--- INFORMATION SHOWN ---
────────

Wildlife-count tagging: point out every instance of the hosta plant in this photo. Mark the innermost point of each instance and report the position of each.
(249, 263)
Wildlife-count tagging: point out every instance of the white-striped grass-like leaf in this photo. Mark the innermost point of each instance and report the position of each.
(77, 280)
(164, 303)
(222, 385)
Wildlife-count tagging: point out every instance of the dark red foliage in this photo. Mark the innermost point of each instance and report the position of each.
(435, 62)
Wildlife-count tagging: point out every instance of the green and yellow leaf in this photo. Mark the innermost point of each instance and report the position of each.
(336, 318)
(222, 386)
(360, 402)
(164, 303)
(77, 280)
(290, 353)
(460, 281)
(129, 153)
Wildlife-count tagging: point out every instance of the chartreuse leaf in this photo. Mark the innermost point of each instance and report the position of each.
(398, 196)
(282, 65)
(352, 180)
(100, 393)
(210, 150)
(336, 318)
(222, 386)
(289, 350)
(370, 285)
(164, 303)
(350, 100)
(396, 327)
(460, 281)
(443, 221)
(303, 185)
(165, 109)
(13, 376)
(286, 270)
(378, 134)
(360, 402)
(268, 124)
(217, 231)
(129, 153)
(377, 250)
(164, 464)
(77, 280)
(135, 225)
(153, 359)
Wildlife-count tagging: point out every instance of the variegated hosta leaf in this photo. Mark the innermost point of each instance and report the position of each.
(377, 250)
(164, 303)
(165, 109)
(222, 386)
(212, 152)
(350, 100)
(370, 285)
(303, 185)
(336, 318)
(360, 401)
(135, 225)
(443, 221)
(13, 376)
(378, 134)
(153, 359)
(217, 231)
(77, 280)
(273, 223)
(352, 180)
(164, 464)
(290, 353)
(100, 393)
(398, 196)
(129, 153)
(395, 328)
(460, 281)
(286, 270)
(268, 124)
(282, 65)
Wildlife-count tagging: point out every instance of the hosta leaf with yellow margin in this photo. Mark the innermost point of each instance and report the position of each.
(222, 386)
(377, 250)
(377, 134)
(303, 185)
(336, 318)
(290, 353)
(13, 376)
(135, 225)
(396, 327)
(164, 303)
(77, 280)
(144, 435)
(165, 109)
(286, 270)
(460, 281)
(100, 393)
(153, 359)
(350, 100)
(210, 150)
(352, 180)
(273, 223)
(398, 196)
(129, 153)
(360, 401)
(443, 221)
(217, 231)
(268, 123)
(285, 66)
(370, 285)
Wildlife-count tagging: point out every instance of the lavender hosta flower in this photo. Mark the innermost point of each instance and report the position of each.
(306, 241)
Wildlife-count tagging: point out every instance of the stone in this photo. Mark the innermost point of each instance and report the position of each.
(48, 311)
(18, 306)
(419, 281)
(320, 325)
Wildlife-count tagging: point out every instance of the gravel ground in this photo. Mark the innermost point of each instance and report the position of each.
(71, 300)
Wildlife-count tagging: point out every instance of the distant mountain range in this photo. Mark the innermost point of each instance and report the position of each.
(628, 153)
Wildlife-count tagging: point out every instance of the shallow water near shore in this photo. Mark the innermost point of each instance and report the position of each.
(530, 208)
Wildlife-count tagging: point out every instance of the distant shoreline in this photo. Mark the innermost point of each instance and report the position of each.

────────

--- WHAT TO DO ---
Please reproduce the listing above, changing every "Wildlife-count tagging" to "Field-survey tagging" and keeping everything else the same.

--- THE ANSWER ---
Field-survey tagging: point out every instance of the hosta plant in this photo. Mark the innermost point of each instance and report the position of each.
(249, 263)
Field-survey tagging: point out every instance of the white-striped grass-like leaf in this photo. Mark the innermost point of each instance and report the position of each.
(77, 280)
(164, 303)
(222, 385)
Field-survey tagging: point out every instance of the dark red foliage in this photo. Mark the innermost point of each instance and report the position of each.
(435, 62)
Field-survey tagging: point out every instance of the green and yellow leaf in this photo. Mark the innermost point of each instance and report the position of each.
(336, 318)
(222, 386)
(360, 402)
(164, 303)
(77, 280)
(290, 353)
(460, 281)
(129, 153)
Field-survey tagging: point out every instance of the chartreuse leaf in this photo. Mark the innermost point of each instance and report the position of each.
(398, 196)
(282, 65)
(352, 180)
(100, 393)
(210, 150)
(336, 318)
(222, 386)
(289, 350)
(370, 285)
(164, 303)
(350, 100)
(396, 327)
(460, 281)
(443, 221)
(303, 185)
(165, 109)
(13, 376)
(286, 270)
(378, 134)
(360, 402)
(268, 124)
(217, 231)
(129, 153)
(377, 250)
(164, 464)
(77, 280)
(135, 225)
(153, 359)
Field-survey tagging: point out every instance of the variegated hosta leaf in this photo. Mark the innermost point of each instance and report the position of each.
(377, 250)
(164, 303)
(165, 109)
(222, 386)
(212, 152)
(350, 100)
(370, 285)
(303, 185)
(336, 318)
(360, 401)
(135, 225)
(443, 221)
(13, 376)
(378, 134)
(153, 359)
(217, 231)
(77, 280)
(273, 223)
(352, 180)
(164, 464)
(290, 353)
(100, 393)
(398, 196)
(129, 153)
(395, 328)
(460, 281)
(286, 270)
(268, 124)
(282, 65)
Field-survey tagging: point out every instance of the hosta leaf with yellow margin in this photo. Mark the innermost point of each instance and report the position of each.
(222, 386)
(377, 250)
(377, 134)
(303, 185)
(336, 318)
(290, 353)
(13, 376)
(135, 225)
(396, 327)
(164, 303)
(77, 280)
(144, 435)
(165, 109)
(286, 270)
(460, 281)
(100, 393)
(153, 359)
(350, 100)
(210, 150)
(352, 180)
(273, 223)
(398, 196)
(129, 153)
(360, 401)
(443, 221)
(217, 231)
(268, 123)
(285, 66)
(370, 285)
Field-survey tagging: point out every instance of the lavender hosta flower in this photo. Mark the innermost point of each instance and report the position of each.
(306, 241)
Field-survey tagging: point out every instance of the stone in this photo. Mark the innermost point of each instance and report the position of each.
(48, 311)
(18, 306)
(419, 281)
(320, 325)
Field-survey tagging: point out every instance of the gravel ground in this photo. Mark the innermost point of each instance and report the position of each.
(71, 300)
Field-survey tagging: point out every instance of the distant mountain range in this photo. Mark the innermost point of each instance and report the position of each.
(628, 153)
Field-survey tagging: point out every instance of the shallow water near shore in this photo. Mark the innermost point of each instance and report the position of each.
(530, 208)
Field-survey tagging: point out every instance of the distant shoreline in this photo. Mark the innermost point of each instance and report the position of each.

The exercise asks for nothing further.